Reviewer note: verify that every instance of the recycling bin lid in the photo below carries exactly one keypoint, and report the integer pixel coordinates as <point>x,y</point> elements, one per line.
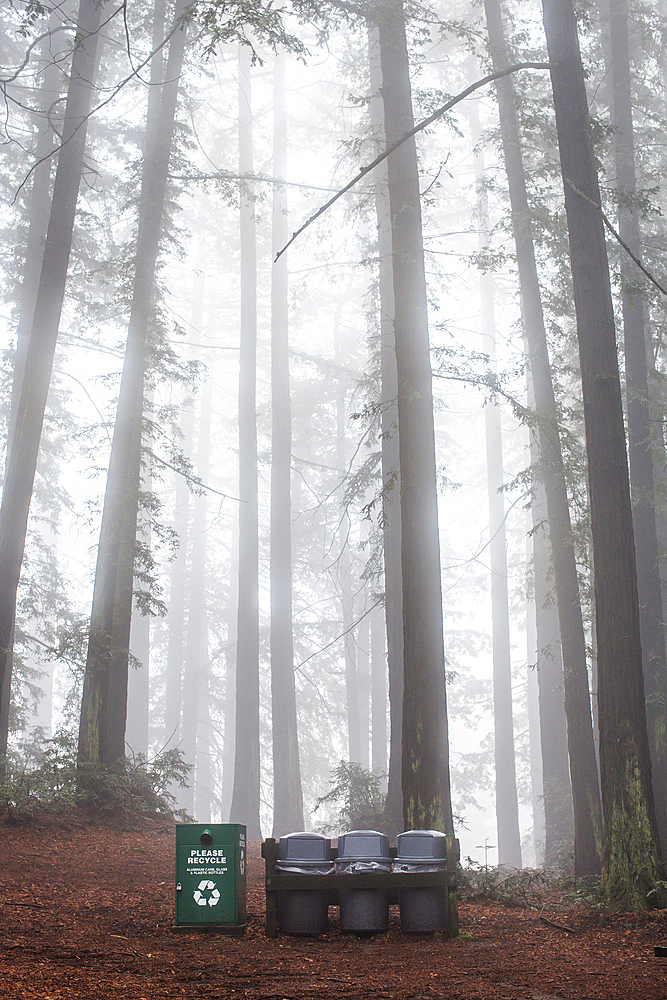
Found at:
<point>420,844</point>
<point>304,846</point>
<point>363,845</point>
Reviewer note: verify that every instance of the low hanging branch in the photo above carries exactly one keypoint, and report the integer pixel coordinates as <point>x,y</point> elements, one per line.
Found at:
<point>408,135</point>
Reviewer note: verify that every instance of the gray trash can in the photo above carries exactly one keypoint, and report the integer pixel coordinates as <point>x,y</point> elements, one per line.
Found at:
<point>423,911</point>
<point>363,911</point>
<point>304,911</point>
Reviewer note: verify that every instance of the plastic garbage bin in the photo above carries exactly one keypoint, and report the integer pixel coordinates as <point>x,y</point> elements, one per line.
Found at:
<point>363,911</point>
<point>423,911</point>
<point>304,911</point>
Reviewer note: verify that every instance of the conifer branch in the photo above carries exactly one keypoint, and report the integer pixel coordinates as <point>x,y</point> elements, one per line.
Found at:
<point>408,135</point>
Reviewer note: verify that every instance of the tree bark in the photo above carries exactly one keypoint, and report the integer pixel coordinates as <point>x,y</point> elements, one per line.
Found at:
<point>245,796</point>
<point>195,680</point>
<point>631,855</point>
<point>104,700</point>
<point>640,435</point>
<point>391,483</point>
<point>507,805</point>
<point>378,695</point>
<point>583,765</point>
<point>425,767</point>
<point>287,794</point>
<point>23,448</point>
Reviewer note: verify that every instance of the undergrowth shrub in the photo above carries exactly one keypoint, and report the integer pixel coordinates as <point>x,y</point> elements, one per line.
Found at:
<point>42,778</point>
<point>356,793</point>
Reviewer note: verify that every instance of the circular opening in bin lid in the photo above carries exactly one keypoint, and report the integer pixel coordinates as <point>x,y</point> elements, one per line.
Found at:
<point>364,845</point>
<point>304,847</point>
<point>421,844</point>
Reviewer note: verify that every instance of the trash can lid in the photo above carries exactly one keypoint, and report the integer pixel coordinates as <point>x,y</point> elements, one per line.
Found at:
<point>362,844</point>
<point>304,846</point>
<point>421,844</point>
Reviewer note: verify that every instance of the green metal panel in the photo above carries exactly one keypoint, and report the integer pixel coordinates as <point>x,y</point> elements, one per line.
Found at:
<point>210,874</point>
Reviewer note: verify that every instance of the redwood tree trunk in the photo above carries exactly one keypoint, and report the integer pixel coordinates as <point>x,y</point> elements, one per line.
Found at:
<point>425,771</point>
<point>391,483</point>
<point>104,700</point>
<point>583,765</point>
<point>23,448</point>
<point>639,419</point>
<point>245,796</point>
<point>631,855</point>
<point>507,804</point>
<point>287,794</point>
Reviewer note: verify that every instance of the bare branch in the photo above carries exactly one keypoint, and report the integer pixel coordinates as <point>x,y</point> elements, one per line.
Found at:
<point>413,131</point>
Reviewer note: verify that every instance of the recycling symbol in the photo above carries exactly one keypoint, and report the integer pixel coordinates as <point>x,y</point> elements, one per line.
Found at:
<point>199,894</point>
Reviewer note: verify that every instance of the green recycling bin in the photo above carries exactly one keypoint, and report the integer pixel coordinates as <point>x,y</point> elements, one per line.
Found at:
<point>211,877</point>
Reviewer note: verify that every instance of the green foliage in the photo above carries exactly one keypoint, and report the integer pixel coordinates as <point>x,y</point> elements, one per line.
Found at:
<point>356,793</point>
<point>42,778</point>
<point>510,886</point>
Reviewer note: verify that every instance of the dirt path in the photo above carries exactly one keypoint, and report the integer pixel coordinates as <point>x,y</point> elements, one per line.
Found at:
<point>87,913</point>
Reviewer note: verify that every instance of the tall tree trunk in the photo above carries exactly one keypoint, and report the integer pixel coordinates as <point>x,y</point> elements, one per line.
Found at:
<point>631,854</point>
<point>378,695</point>
<point>533,703</point>
<point>177,594</point>
<point>37,212</point>
<point>245,797</point>
<point>195,681</point>
<point>639,419</point>
<point>583,765</point>
<point>138,684</point>
<point>556,783</point>
<point>507,804</point>
<point>391,484</point>
<point>364,689</point>
<point>287,794</point>
<point>104,700</point>
<point>23,448</point>
<point>38,206</point>
<point>425,770</point>
<point>344,566</point>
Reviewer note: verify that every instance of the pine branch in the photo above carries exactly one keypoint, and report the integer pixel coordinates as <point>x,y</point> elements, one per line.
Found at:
<point>408,135</point>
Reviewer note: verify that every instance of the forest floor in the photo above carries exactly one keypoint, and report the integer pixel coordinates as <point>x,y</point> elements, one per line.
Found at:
<point>87,912</point>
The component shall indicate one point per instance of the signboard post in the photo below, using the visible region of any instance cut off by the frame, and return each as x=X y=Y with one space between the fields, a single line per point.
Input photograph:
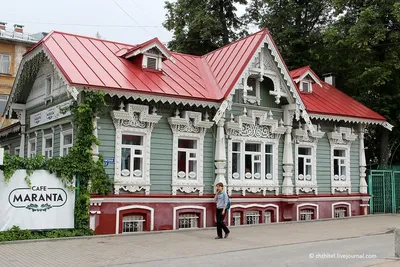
x=47 y=204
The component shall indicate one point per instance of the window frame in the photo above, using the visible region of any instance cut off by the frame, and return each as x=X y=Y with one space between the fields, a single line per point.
x=343 y=182
x=256 y=97
x=30 y=141
x=132 y=152
x=1 y=63
x=62 y=145
x=135 y=119
x=187 y=152
x=44 y=149
x=264 y=182
x=302 y=182
x=194 y=217
x=15 y=150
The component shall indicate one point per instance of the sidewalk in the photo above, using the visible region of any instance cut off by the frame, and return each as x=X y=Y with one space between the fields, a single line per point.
x=168 y=246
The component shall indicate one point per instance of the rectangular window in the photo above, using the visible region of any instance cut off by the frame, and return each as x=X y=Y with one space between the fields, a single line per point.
x=340 y=212
x=268 y=217
x=304 y=159
x=66 y=142
x=269 y=161
x=236 y=151
x=5 y=63
x=16 y=151
x=32 y=148
x=339 y=162
x=48 y=146
x=187 y=159
x=132 y=156
x=132 y=223
x=253 y=161
x=306 y=215
x=49 y=86
x=252 y=217
x=188 y=220
x=236 y=218
x=151 y=63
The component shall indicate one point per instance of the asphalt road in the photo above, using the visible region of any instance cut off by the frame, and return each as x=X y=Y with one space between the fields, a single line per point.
x=363 y=251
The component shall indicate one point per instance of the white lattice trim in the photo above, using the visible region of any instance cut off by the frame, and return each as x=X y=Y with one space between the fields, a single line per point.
x=351 y=119
x=163 y=99
x=203 y=209
x=277 y=214
x=134 y=120
x=280 y=67
x=341 y=203
x=304 y=205
x=117 y=216
x=190 y=126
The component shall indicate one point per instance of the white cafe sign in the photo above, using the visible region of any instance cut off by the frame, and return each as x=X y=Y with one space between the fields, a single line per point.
x=50 y=114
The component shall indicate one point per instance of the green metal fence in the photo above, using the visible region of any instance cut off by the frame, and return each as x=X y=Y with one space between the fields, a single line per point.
x=384 y=187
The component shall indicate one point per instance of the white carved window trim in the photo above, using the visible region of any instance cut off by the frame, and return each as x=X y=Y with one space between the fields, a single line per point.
x=254 y=126
x=303 y=138
x=46 y=150
x=253 y=217
x=2 y=61
x=254 y=185
x=156 y=57
x=304 y=183
x=17 y=150
x=48 y=87
x=343 y=182
x=256 y=98
x=341 y=138
x=62 y=145
x=133 y=120
x=31 y=153
x=189 y=126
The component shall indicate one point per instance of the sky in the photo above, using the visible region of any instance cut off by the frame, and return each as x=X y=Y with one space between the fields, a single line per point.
x=126 y=21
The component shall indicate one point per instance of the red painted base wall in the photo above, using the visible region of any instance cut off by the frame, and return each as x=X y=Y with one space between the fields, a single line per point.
x=158 y=212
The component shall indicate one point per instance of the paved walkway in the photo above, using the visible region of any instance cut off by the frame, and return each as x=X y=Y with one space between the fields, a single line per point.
x=365 y=241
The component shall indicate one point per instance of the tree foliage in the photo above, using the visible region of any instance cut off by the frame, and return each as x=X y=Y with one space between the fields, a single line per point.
x=296 y=26
x=201 y=26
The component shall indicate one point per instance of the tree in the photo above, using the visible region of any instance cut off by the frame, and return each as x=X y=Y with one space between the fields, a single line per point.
x=365 y=48
x=296 y=27
x=201 y=26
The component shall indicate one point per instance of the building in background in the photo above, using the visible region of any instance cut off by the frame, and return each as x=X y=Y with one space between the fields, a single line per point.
x=287 y=145
x=13 y=45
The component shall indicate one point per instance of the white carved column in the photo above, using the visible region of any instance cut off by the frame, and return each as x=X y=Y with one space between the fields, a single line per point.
x=363 y=168
x=287 y=184
x=220 y=154
x=95 y=148
x=21 y=114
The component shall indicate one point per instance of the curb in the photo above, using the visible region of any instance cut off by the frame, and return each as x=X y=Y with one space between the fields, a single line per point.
x=197 y=229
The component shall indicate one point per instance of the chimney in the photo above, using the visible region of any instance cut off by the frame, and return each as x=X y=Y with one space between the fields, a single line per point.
x=18 y=28
x=329 y=78
x=3 y=26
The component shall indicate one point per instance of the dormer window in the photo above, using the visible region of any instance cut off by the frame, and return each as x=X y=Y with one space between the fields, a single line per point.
x=151 y=63
x=252 y=92
x=151 y=54
x=306 y=86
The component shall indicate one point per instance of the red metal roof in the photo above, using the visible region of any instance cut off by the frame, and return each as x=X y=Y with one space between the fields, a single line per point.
x=330 y=100
x=92 y=62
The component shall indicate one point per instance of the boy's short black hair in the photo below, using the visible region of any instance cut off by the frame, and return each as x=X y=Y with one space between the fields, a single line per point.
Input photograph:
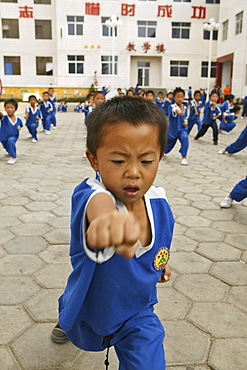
x=236 y=108
x=197 y=92
x=177 y=90
x=11 y=101
x=32 y=96
x=149 y=92
x=124 y=109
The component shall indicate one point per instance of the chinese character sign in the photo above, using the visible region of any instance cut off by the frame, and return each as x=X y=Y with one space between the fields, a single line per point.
x=131 y=46
x=199 y=12
x=164 y=11
x=92 y=8
x=26 y=11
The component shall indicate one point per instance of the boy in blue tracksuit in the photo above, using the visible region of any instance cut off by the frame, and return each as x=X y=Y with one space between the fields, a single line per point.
x=210 y=115
x=33 y=116
x=227 y=124
x=10 y=126
x=121 y=231
x=195 y=110
x=46 y=110
x=177 y=128
x=53 y=100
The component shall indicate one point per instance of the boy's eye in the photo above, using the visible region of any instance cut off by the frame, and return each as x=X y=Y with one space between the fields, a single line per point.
x=120 y=161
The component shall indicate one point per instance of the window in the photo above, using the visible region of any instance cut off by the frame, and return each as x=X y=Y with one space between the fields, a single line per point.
x=206 y=35
x=204 y=71
x=106 y=65
x=43 y=30
x=76 y=64
x=239 y=23
x=212 y=1
x=107 y=31
x=146 y=28
x=180 y=30
x=44 y=66
x=75 y=25
x=10 y=28
x=224 y=30
x=42 y=1
x=179 y=68
x=12 y=65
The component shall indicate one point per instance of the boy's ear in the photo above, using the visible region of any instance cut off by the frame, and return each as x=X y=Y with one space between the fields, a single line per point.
x=93 y=160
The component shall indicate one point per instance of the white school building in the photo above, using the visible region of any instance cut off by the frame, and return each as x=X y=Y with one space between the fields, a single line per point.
x=161 y=44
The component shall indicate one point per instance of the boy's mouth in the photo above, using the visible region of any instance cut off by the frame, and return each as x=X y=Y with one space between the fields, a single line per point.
x=131 y=190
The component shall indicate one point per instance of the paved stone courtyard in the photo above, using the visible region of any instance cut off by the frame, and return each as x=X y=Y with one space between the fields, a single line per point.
x=204 y=306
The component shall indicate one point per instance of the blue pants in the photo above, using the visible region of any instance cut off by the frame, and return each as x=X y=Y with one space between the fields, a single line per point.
x=239 y=192
x=33 y=130
x=46 y=122
x=191 y=123
x=239 y=144
x=183 y=138
x=227 y=126
x=9 y=145
x=204 y=129
x=53 y=117
x=138 y=343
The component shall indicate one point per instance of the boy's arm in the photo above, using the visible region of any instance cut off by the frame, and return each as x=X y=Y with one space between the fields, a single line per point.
x=108 y=227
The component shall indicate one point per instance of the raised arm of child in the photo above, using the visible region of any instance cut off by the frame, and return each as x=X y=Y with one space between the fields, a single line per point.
x=108 y=227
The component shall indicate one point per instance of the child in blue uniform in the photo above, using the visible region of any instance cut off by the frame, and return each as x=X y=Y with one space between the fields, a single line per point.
x=177 y=128
x=121 y=231
x=227 y=124
x=79 y=107
x=46 y=110
x=53 y=100
x=33 y=116
x=10 y=126
x=210 y=114
x=195 y=110
x=62 y=106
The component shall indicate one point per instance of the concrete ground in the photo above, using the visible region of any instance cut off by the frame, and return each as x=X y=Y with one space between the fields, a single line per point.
x=204 y=306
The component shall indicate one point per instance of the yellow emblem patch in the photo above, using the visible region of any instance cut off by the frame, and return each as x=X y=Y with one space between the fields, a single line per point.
x=161 y=258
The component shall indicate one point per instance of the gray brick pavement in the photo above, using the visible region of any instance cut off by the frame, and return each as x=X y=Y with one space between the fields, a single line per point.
x=203 y=307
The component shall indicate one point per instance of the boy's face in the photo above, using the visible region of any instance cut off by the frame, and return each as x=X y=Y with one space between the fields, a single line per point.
x=150 y=97
x=10 y=109
x=214 y=98
x=98 y=99
x=32 y=101
x=197 y=96
x=179 y=97
x=128 y=160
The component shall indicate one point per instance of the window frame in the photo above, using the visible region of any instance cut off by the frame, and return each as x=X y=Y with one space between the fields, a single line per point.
x=15 y=66
x=205 y=68
x=225 y=26
x=239 y=22
x=48 y=22
x=76 y=23
x=108 y=62
x=14 y=26
x=179 y=65
x=181 y=28
x=147 y=27
x=45 y=63
x=77 y=63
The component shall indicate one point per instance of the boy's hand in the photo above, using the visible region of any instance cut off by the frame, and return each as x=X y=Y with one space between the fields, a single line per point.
x=165 y=275
x=120 y=230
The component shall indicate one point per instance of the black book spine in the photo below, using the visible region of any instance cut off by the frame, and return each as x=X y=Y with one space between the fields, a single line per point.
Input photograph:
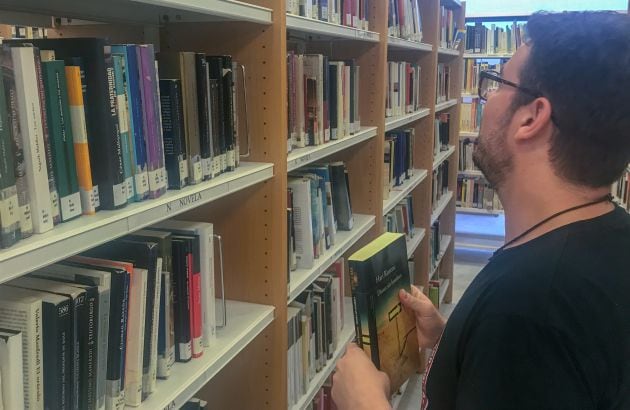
________
What the task asks:
Go through the records. Copy each line where "recycling" appears.

Result of this task:
Reviewer note: verify that every instance of the recycling bin lid in the photo below carries exactly one keypoint, and report the integer pixel coordinates as <point>x,y</point> elements, one per line.
Reviewer note: verify that every instance of the recycling symbol in the photo above carries exactly one keypoint, and report the integer pixel coordinates as <point>x,y</point> elements, one per line.
Reviewer note: verify that every instance of the green recycling bin in the photo above carries exactly one keypoint, and report the integer pixel coordinates as <point>x,y</point> elements, one per line.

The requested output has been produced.